[Start SELECTED EXCERPT]

Is or has anyone run their "winter" compound. It supposedly has crushed glass, and coca shells mixed in with the rubber. 

Here in Michigan we aren't allowed to run chains, or studs.
The truck these tires are for is a shovel truck, 2wd, but they carry 30 bags of salt, so it is weighted pretty well.


----------



## R&R Yard Design (Dec 6, 2004)

I have that same tire and love them. Plow in 2 wheel most of the time.


----------



## Camden (Mar 10, 2007)

I just put set on the rear of my F450. I haven't had them in the snow yet but they look like they're going to be decent. You can see the shells inside the tread, kinda neat.


----------



## WilliamOak (Feb 11, 2008)

How do they wear russ?


----------



## plowin-fire (Jan 31, 2011)

Put a set on for a customer last week and they didnt balance very well. Almost like the cap was seamed on crooked. Had a set before these that balanced good.


----------



## Ranger620 (Oct 6, 2009)

I would like to try a set but have a few questions for Those that have used them. Do they last as long? What about putting them on the front? If i remember correct you cant put a retread on your steering tires, federal law???? There price seems very reasonable. Do you guys use them for winter only?


----------



## Fourbycb (Feb 12, 2009)

Ranger620;1376220 said:


> I would like to try a set but have a few questions for Those that have used them. Do they last as long? What about putting them on the front? If i remember correct you cant put a retread on your steering tires, federal law???? There price seems very reasonable. Do you guys use them for winter only?


You can use them on the fronts, the only vehcles that cant are those of commerical vehicles such as dump trucks , semi's and such that carry;s alot of weight. I just purchased a set a month ago and have them on all 4 I have not had a chance to use in the snow yet as we havent had any here. So far I am impressed tho


----------



## Camden (Mar 10, 2007)

The guy who runs the tire shop that I use said that I could install retreads on the front but he also said that he wouldn't do it.


----------



## MikeRi24 (Dec 21, 2007)

I just put a set of the BFG A/T style ones on my truck last week. So far, I am impressed. They balanced out with only a little weight on each rim, truck drives smooth and straight as an arrow and they are quite. We'll see how they hold up I guess.

[End SELECTED EXCERPT]

# REQUIRED TASK
Quote the part of the winter tire thread starting with "I just put a" and going on through "up I guess.".

[Start STORED DATA]

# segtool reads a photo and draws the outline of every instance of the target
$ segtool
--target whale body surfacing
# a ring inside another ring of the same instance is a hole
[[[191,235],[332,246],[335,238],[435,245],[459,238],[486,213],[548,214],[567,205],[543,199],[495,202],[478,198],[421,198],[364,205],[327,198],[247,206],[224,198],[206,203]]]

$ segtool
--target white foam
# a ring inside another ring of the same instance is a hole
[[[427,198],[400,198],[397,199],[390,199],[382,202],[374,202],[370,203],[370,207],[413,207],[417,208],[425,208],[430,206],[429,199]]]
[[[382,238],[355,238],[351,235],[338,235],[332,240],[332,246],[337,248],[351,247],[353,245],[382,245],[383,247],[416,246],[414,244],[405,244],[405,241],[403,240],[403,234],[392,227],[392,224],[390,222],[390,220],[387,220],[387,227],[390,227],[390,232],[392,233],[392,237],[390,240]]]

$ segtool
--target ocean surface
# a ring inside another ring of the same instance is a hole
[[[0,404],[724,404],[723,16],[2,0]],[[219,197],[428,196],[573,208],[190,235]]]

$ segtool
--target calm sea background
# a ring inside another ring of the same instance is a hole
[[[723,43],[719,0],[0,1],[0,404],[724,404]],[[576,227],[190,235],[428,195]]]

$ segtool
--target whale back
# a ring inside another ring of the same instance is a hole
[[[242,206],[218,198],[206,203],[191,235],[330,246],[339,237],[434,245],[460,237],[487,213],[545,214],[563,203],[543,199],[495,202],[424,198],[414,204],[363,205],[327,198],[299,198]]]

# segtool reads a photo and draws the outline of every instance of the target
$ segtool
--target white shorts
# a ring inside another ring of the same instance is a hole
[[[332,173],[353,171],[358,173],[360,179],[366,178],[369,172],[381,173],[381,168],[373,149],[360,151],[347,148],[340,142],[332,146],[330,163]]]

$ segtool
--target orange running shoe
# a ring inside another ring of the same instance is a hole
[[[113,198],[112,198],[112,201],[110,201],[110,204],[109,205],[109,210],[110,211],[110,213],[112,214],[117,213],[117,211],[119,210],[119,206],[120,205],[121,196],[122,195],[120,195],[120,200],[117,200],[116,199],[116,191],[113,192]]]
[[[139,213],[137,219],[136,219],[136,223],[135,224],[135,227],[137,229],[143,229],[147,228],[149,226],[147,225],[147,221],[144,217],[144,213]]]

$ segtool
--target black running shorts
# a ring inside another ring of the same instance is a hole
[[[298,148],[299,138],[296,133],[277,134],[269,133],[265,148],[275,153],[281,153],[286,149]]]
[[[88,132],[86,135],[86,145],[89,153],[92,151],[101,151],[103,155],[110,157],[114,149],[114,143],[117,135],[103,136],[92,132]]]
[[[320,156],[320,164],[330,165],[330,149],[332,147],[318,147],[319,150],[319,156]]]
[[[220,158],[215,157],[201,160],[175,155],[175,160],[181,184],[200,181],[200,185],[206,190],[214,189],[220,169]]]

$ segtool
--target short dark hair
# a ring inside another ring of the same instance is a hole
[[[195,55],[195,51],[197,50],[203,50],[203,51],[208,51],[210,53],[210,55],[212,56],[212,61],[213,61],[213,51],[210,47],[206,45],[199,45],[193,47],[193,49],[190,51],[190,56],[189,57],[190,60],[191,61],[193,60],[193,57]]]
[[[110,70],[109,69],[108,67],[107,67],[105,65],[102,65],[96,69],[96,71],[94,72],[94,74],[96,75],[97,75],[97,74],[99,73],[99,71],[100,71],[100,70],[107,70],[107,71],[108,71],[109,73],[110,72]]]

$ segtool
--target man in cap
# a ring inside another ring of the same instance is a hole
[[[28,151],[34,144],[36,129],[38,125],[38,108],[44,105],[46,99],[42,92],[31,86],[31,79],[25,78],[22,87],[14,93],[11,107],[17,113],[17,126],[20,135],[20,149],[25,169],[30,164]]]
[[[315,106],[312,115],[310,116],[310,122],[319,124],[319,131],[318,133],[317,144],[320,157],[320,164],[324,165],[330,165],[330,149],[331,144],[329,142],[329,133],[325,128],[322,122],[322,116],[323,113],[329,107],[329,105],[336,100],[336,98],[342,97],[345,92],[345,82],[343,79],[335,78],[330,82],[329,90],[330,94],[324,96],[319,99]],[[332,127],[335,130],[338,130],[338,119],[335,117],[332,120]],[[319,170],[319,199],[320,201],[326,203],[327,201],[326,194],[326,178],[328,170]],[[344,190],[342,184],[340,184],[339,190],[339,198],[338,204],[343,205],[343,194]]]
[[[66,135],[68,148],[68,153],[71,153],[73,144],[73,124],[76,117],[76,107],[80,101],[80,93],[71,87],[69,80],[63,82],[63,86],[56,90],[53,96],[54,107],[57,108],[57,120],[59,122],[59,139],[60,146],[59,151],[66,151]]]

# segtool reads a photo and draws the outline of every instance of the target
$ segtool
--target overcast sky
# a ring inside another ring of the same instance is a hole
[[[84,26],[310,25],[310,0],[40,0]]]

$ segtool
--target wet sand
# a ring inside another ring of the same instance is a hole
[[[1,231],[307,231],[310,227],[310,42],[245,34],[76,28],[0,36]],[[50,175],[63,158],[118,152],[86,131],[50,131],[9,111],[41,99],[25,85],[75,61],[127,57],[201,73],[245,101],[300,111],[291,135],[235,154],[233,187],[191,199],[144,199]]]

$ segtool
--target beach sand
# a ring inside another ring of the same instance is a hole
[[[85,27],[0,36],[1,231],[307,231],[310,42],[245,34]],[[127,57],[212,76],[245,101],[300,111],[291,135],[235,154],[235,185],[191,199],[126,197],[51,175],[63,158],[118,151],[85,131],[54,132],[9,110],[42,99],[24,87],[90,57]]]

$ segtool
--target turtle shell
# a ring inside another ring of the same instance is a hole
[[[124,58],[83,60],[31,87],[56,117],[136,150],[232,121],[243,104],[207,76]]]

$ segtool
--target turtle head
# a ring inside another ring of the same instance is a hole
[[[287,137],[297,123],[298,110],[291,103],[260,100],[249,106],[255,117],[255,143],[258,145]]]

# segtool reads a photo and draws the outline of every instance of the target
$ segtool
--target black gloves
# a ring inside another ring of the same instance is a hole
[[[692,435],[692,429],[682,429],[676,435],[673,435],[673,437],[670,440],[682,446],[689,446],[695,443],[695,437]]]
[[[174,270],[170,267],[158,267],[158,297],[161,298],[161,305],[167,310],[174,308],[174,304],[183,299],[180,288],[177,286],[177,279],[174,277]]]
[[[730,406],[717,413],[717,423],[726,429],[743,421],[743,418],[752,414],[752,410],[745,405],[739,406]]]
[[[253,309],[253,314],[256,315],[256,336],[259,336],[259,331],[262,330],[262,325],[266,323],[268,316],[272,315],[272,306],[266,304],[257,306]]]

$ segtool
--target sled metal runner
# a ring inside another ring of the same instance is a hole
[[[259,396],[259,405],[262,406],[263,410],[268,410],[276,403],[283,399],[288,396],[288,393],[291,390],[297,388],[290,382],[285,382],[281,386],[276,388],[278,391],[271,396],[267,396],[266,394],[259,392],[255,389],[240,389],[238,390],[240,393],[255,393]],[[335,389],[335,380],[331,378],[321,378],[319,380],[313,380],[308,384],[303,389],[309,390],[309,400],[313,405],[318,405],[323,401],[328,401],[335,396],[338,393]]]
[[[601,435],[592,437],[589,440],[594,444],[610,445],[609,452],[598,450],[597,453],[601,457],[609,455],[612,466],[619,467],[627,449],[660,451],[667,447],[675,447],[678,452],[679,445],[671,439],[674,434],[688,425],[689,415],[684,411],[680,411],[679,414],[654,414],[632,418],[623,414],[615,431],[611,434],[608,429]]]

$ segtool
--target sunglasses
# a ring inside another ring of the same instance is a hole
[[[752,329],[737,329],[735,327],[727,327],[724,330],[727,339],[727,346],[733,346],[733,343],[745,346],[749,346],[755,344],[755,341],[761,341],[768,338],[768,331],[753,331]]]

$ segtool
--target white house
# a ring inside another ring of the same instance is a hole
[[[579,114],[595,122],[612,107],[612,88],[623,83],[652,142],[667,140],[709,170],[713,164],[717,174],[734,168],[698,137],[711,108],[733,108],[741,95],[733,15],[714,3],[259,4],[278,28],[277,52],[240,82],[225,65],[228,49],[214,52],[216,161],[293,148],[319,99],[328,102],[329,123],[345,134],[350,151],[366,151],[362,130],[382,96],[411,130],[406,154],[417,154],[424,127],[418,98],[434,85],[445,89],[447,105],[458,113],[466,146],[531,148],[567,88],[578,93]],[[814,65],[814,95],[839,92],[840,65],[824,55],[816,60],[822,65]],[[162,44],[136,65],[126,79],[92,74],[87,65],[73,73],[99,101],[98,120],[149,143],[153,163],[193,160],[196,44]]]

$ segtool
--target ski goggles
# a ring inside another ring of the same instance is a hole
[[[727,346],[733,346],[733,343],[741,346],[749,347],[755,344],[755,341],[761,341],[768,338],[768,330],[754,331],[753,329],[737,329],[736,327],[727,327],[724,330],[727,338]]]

[End STORED DATA]

# RESULT OF THE TASK
I just put a set of the BFG A/T style ones on my truck last week. So far, I am impressed. They balanced out with only a little weight on each rim, truck drives smooth and straight as an arrow and they are quite. We'll see how they hold up I guess.